* Start READING PASSAGE *
Subjects ->
Computer Networks ->
Lectures ->
Lecture #10
Lecture 10: The Domain Name System (DNS)
IP Addresses Revisited
In lecture 2 we first introduced
the concept of the IP Address of a computer. We stated
that it's simply another way of identifying a specific machine -- we
could equally use the machine's name to identify it.
These two different ways of referring to a system come from two
semi-conflicting requirements:
- The hierarchical domain-based naming system used in the Internet to
identify machines is designed for human usage --
in general, we find this system incredibly convenient to use,
having a high correlation with how the Real World™
is organised.We are very comfortable with the use of names like
amazon.com
and
ironbark.bendigo.latrobe.edu.au
.
- Actual packet delivery in the Internet is based on
a separate, fixed-length (four byte) numeric IP
Address. For example, the IP address of
ironbark
is 149.144.21.60
.
IP addresses are used by the the routers which implement the
Internet's delivery service, the Internet
Protocol, or IP, to route packets of data through the
Internet to their destination.
The Internet Domain Name System (DNS) is used to
provide a mapping between these two alternative identification
approaches: the human-oriented domain name and the delivery-oriented IP
address. Its most common usage is to look up the IP
address corresponding to a known domain name.
The DNS Hierarchy
The DNS Namespace is based on a "tree" structure, with
a small(ish) number of generic Top Level Domains (eg,
.com
, .edu
,
.org
) and a large number of country-based domains
(eg .au
, .my
,
.uk
). Each TLD supports a group of "second-level"
domains, and so on, all the way down to individual hosts.
- A domain name is a dotted sequence describing a
path through the name hierarchy from the root, maybe with a
trailing dot, thus:
bindi.bendigo.latrobe.edu.au.
- An individual name component must be less than 63 characters, must
begin with a letter, etc...
* End READING PASSAGE *
* Start LISTED RECORDS *
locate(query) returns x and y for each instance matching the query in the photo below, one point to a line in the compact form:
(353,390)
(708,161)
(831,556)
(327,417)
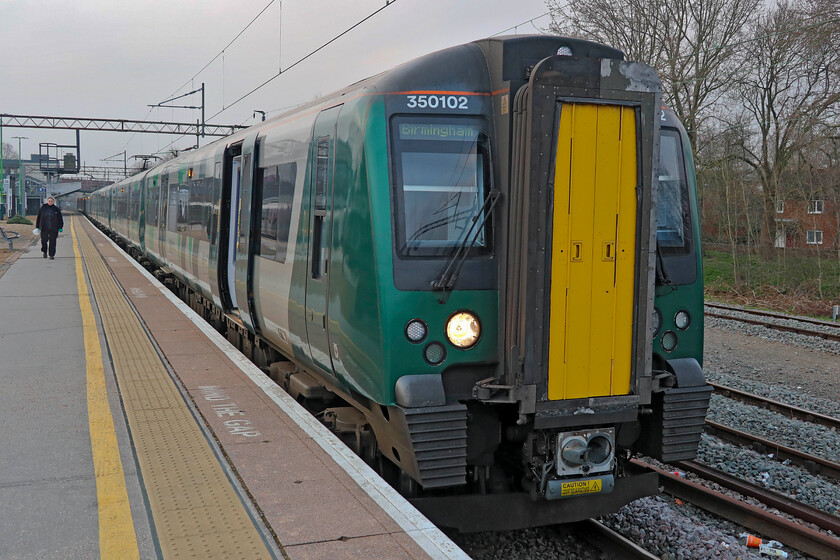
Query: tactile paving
* End LISTED RECORDS *
§ **TASKS TO COMPLETE**:
1/ Could you transcribe the DNS lecture from "The DNS Hierarchy" to "to individual hosts."?
2/ Can you pull out every line in the records that contains the string "photo"?

§ **RESPONSE LIST**:
1/
The DNS Hierarchy
The DNS Namespace is based on a "tree" structure, with
a small(ish) number of generic Top Level Domains (eg,
.com
, .edu
,
.org
) and a large number of country-based domains
(eg .au
, .my
,
.uk
). Each TLD supports a group of "second-level"
domains, and so on, all the way down to individual hosts.

2/
locate(query) returns x and y for each instance matching the query in the photo below, one point to a line in the compact form:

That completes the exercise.